**Exercise:** Output the data below in full, character for character.

**Material for this task:**

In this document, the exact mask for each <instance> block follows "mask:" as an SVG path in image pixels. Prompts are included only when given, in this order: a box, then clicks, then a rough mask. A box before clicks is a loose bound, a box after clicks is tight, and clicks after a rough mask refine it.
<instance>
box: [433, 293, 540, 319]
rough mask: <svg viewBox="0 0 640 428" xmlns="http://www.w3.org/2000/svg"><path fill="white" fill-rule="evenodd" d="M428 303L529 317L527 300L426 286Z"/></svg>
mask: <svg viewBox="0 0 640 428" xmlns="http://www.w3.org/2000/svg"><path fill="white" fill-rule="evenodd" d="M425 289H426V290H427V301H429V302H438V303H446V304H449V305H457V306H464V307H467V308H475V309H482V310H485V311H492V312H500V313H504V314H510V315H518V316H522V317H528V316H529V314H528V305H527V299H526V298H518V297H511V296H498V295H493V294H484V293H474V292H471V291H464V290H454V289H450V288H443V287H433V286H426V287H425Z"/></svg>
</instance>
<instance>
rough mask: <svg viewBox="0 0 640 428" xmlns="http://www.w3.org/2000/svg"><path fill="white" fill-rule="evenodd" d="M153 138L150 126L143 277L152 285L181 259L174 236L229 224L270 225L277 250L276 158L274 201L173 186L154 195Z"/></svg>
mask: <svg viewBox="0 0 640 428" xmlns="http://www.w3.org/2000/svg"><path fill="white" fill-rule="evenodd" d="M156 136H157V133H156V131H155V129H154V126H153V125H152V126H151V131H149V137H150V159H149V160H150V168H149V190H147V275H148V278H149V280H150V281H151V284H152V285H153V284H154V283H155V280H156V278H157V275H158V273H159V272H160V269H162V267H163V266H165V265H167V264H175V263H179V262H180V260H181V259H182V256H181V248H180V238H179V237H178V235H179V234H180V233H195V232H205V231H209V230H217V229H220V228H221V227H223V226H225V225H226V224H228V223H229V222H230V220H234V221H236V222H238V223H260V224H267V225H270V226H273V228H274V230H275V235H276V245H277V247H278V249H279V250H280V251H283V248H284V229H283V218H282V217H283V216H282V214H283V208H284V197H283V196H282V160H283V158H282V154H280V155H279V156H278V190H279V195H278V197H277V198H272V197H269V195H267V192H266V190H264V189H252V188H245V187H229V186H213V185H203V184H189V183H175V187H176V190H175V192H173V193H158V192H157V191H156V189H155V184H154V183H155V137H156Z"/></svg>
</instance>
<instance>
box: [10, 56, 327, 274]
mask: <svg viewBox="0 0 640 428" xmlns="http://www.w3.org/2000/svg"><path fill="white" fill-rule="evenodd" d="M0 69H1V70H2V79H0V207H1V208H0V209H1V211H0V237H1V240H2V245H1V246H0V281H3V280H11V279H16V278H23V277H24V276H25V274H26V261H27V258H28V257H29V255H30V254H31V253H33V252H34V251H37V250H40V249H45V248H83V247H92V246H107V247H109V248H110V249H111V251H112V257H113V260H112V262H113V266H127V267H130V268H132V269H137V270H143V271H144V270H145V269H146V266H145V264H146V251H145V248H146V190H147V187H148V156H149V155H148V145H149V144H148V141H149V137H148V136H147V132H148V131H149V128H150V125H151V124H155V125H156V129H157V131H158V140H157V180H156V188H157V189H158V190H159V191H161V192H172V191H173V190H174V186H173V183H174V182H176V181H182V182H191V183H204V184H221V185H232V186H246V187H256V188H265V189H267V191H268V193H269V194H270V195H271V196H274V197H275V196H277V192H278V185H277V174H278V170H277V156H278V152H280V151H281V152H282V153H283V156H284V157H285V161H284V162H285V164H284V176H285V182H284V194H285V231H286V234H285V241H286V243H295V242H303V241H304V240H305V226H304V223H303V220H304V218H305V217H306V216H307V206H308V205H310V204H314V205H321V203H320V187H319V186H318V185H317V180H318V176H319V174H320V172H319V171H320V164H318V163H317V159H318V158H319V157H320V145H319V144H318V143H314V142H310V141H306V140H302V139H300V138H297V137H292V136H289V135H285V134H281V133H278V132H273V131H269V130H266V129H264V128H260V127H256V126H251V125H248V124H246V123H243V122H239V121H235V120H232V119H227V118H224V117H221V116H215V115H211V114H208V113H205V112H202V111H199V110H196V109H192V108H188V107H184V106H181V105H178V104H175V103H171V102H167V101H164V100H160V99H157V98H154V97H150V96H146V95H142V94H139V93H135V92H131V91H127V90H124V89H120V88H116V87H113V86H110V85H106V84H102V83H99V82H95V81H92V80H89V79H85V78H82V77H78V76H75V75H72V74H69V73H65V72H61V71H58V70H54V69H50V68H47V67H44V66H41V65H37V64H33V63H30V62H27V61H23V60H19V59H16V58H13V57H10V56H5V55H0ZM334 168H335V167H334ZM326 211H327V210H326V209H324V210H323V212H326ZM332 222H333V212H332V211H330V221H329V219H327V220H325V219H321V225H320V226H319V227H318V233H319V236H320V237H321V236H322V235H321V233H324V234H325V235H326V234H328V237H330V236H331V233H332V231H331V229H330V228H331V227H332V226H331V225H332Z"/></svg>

**Problem solution:**
In this document, the exact mask for each <instance> block follows "mask:" as an SVG path in image pixels. Prompts are included only when given, in this order: a box, then clicks, then a rough mask. A box before clicks is a loose bound, a box after clicks is tight, and clicks after a rough mask refine it.
<instance>
box: [433, 293, 540, 319]
rough mask: <svg viewBox="0 0 640 428" xmlns="http://www.w3.org/2000/svg"><path fill="white" fill-rule="evenodd" d="M428 303L529 317L527 300L426 286Z"/></svg>
mask: <svg viewBox="0 0 640 428" xmlns="http://www.w3.org/2000/svg"><path fill="white" fill-rule="evenodd" d="M425 289H426V290H427V301H429V302H438V303H446V304H449V305H457V306H464V307H467V308H475V309H482V310H485V311H492V312H500V313H504V314H510V315H518V316H522V317H528V316H529V314H528V305H527V299H526V298H518V297H511V296H498V295H493V294H484V293H474V292H471V291H464V290H454V289H450V288H443V287H433V286H426V287H425Z"/></svg>
</instance>
<instance>
rough mask: <svg viewBox="0 0 640 428" xmlns="http://www.w3.org/2000/svg"><path fill="white" fill-rule="evenodd" d="M153 138L150 126L143 277L152 285L181 259L174 236L229 224L270 225L277 250L276 158L274 201L173 186L154 195Z"/></svg>
mask: <svg viewBox="0 0 640 428" xmlns="http://www.w3.org/2000/svg"><path fill="white" fill-rule="evenodd" d="M156 136H157V133H156V131H155V129H154V126H153V125H152V126H151V131H149V137H150V159H149V160H150V168H149V190H147V275H148V278H149V280H150V281H151V284H152V285H153V284H154V283H155V280H156V278H157V275H158V273H159V272H160V269H162V267H163V266H165V265H167V264H175V263H179V262H180V260H181V259H182V256H181V248H180V238H179V237H178V235H179V234H180V233H195V232H205V231H209V230H217V229H220V228H221V227H223V226H225V225H226V224H228V223H229V222H230V220H234V221H236V222H238V223H260V224H267V225H270V226H273V228H274V230H275V235H276V245H277V247H278V249H279V250H280V251H283V248H284V229H283V218H282V217H283V216H282V214H283V208H284V197H283V196H282V160H283V158H282V154H280V155H279V156H278V190H279V195H278V197H277V198H272V197H269V195H267V192H266V190H264V189H252V188H245V187H229V186H213V185H203V184H189V183H175V187H176V190H175V192H173V193H158V192H157V191H156V189H155V184H154V183H155V137H156Z"/></svg>
</instance>
<instance>
box: [10, 56, 327, 274]
mask: <svg viewBox="0 0 640 428" xmlns="http://www.w3.org/2000/svg"><path fill="white" fill-rule="evenodd" d="M0 69H1V70H2V79H0V207H1V208H0V209H1V211H0V237H1V240H2V245H1V246H0V281H3V280H11V279H16V278H23V277H24V276H25V274H26V261H27V258H28V257H29V255H30V254H31V253H33V252H34V251H37V250H40V249H45V248H83V247H92V246H107V247H109V248H110V249H111V251H112V257H113V260H112V262H113V266H127V267H130V268H132V269H137V270H143V271H144V270H145V269H146V266H145V264H146V251H145V248H146V190H147V187H148V156H149V155H148V145H149V144H148V141H149V137H148V136H147V132H148V131H149V128H150V125H151V124H155V125H156V129H157V131H158V140H157V180H156V188H157V189H158V190H159V191H161V192H172V191H173V190H174V186H173V183H174V182H176V181H182V182H191V183H204V184H221V185H232V186H246V187H256V188H265V189H267V191H268V193H269V194H270V195H271V196H274V197H275V196H277V192H278V185H277V174H278V170H277V156H278V152H280V151H281V152H282V153H283V156H284V157H285V161H284V162H285V164H284V176H285V182H284V194H285V231H286V234H285V241H286V243H295V242H303V241H304V240H305V226H304V223H303V220H304V218H305V217H306V216H307V206H308V205H310V204H314V205H321V203H320V187H319V186H318V185H317V180H318V176H319V174H320V172H319V171H320V164H318V163H317V159H318V158H319V157H320V145H319V144H318V143H314V142H310V141H306V140H302V139H300V138H297V137H292V136H289V135H285V134H281V133H278V132H273V131H269V130H266V129H264V128H260V127H256V126H251V125H248V124H246V123H243V122H239V121H235V120H232V119H227V118H224V117H221V116H215V115H211V114H208V113H205V112H202V111H199V110H196V109H192V108H188V107H184V106H181V105H178V104H175V103H171V102H167V101H164V100H160V99H157V98H154V97H150V96H146V95H142V94H139V93H135V92H131V91H127V90H124V89H120V88H116V87H113V86H110V85H106V84H102V83H99V82H95V81H92V80H89V79H85V78H82V77H78V76H75V75H72V74H69V73H65V72H61V71H58V70H54V69H50V68H47V67H44V66H41V65H37V64H33V63H30V62H27V61H23V60H19V59H16V58H13V57H10V56H5V55H0ZM334 168H335V167H334ZM326 211H327V210H326V209H324V210H323V212H326ZM332 222H333V212H332V211H330V221H329V219H327V220H325V219H321V225H320V226H319V227H318V233H319V236H320V237H321V236H322V235H321V233H324V234H325V235H326V234H328V237H330V236H331V233H332V231H331V229H330V228H331V227H332V226H331V225H332Z"/></svg>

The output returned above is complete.